> _Tasks to complete_
1. Decide whether each statement agrees with the Framingham heart study text below. Answer yes or no for each, and quote the words of the text that decide it.
(a) The data set holds over 4,000 records and 15 attributes.
(b) The classification goal is to predict a 5-year risk of coronary heart disease.
(c) The study is on residents of a town in Massachusetts.
2. Pick up the Framingham heart study text below where it stops, and continue it with a short passage in the same style.

> _Reading passage_
=== Section Start ===
The data set is publicly available on the Kaggle website, and it is from an ongoing cardiovascular study on residents of the town of Framingham, Massachusetts. The classification goal is to predict whether the patient has a 10-year risk of future coronary heart disease (CHD). The data set provides the patients’ information. It includes over 4,000 records and 15 attributes. Each attribute is a potential risk factor. There are both demographic, behavioral, and medical risk factors.
1. The General approach that I employed
Data cleaning and preprocessing
Exploratory Data Analysis
Feature Selection
Model development and comparison
The accuracy score
The F1 Score
The Area under the ROC Curve (AUC)
Observation
a) XGBoost, the SVM gives the highest Accuracy, Recall, Precision, and AUC score.
b) The highest recall is given by the SVM.
=== Section End ===
> _Excerpted data_
=== Section Start ===
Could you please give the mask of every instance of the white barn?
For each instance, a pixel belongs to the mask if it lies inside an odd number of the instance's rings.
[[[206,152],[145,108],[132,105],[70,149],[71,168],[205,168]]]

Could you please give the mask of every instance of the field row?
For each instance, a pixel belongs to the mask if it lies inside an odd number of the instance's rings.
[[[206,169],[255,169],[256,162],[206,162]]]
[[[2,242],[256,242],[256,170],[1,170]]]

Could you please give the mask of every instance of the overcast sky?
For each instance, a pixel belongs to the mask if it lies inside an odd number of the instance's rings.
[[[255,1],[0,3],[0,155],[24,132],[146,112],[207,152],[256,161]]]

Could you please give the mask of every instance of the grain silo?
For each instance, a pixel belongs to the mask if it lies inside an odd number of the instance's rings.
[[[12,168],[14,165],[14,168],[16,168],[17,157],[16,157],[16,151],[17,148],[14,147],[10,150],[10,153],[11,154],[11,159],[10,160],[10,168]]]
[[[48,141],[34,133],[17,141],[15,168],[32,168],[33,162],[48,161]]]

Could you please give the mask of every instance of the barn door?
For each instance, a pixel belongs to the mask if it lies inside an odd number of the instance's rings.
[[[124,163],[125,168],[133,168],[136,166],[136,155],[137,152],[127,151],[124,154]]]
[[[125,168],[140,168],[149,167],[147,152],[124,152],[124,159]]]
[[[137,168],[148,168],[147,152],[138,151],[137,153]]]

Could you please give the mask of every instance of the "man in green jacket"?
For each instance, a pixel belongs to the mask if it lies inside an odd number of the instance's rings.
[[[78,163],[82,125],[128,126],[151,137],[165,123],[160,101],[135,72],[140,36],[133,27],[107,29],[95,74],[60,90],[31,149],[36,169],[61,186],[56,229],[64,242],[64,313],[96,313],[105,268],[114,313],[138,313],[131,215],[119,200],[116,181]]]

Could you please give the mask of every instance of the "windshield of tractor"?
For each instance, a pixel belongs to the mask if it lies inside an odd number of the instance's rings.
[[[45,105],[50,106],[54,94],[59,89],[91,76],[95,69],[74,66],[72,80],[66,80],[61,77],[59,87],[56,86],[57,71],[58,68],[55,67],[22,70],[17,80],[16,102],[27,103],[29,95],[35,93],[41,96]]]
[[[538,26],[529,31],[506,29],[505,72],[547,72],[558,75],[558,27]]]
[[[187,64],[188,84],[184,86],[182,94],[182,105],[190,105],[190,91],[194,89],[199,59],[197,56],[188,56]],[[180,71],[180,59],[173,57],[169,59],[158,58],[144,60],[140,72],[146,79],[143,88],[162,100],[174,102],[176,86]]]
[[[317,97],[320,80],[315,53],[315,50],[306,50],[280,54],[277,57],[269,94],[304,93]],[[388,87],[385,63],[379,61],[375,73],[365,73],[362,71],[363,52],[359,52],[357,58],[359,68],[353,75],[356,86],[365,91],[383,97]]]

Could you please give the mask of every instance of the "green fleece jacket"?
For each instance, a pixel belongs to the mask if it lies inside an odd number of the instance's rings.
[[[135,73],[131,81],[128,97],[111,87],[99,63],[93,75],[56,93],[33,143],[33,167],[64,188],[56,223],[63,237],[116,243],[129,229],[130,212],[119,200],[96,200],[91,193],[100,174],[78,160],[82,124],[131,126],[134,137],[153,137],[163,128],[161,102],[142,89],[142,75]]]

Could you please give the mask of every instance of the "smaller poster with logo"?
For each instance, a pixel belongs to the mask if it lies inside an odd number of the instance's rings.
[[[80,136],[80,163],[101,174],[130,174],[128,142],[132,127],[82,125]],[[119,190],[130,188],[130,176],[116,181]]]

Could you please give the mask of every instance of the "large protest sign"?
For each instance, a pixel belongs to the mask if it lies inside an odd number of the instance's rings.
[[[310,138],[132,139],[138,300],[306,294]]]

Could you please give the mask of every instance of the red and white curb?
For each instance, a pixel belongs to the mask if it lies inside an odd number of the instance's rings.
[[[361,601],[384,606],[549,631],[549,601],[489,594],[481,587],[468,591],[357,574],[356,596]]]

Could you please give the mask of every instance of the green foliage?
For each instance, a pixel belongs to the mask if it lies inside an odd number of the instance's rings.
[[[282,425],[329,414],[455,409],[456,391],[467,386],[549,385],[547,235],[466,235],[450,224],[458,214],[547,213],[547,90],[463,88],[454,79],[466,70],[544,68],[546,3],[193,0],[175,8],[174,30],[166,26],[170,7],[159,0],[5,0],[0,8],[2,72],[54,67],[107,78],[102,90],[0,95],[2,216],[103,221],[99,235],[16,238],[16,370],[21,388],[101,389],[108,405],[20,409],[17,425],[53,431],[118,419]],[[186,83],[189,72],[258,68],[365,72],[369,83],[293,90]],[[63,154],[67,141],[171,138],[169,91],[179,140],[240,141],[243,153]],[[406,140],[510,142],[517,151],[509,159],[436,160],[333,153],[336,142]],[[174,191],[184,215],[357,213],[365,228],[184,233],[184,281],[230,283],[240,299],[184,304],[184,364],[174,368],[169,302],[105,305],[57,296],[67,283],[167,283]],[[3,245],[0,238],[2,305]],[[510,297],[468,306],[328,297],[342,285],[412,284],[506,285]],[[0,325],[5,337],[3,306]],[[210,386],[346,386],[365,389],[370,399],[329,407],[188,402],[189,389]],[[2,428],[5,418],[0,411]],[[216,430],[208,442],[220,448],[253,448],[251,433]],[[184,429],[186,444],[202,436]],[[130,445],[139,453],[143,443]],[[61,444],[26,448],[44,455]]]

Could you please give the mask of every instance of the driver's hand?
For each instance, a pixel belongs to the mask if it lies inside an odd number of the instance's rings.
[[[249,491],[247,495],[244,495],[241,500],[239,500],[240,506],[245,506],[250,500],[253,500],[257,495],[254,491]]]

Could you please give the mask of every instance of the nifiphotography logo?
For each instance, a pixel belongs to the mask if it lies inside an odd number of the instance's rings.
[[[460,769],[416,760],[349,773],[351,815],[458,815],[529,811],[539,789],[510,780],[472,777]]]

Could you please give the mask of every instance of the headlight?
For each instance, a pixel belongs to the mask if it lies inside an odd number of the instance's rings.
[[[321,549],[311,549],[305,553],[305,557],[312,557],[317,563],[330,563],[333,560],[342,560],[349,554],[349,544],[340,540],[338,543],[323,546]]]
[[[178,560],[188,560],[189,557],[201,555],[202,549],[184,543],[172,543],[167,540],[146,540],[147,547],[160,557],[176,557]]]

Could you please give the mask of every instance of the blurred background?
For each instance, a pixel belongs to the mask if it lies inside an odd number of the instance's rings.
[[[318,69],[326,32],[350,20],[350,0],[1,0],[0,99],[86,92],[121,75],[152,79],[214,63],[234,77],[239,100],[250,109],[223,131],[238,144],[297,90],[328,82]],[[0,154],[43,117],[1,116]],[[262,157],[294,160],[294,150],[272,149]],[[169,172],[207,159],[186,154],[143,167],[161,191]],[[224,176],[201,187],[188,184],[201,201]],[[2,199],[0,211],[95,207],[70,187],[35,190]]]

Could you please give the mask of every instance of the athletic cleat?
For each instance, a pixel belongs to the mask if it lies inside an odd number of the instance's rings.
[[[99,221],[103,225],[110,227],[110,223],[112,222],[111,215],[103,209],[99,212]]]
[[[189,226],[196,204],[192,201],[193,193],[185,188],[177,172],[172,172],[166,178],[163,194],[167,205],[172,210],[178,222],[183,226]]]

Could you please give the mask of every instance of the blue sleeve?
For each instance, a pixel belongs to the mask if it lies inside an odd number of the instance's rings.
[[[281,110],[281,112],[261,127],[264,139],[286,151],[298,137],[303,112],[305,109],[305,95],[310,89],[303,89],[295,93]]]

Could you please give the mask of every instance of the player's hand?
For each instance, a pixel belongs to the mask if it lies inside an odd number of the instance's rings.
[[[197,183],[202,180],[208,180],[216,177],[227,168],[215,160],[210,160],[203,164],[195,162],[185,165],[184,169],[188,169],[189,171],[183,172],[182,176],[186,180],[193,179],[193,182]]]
=== Section End ===
> _Answers for the tasks_
1.
(a) Yes: "It includes over 4,000 records and 15 attributes."
(b) No: "The classification goal is to predict whether the patient has a 10-year risk of future coronary heart disease (CHD)."
(c) Yes: "residents of the town of Framingham, Massachusetts"

2.
c) Highest AUC is given by SVM Overall we can say that the support vector machine was the best-performing model across all metrics. Its best parameters were a radial kernel, a C value of 10, and a gamma value of 1. Its high AUC and F1 score also show that the model has a high true positive rate and is thus sensitive to predict if one has a high risk of developing CHD, i.e., getting a heart attack within 10 years.
2. CHALLENGES
a) Handling the missing values.
b) Making data more accurate.
c) Selection of important features.
3. CONCLUSION
a) The number of people who have Cardiovascular heart disease is almost equal between smokers and non-smokers.
b) The top features in predicting the ten-year risk of developing Cardiovascular Heart Disease are 'age', 'totChol', 'sysBP', 'diaBP', 'BMI', 'heart rate', and 'glucose'.
c) The SVM with the radial kernel is the best-performing model in terms of accuracy and the F1 score.
d) Balancing the dataset by using the SMOTE technique helped in improving the models' sensitivity.
With more data(especially that of the minority class) better models can be built.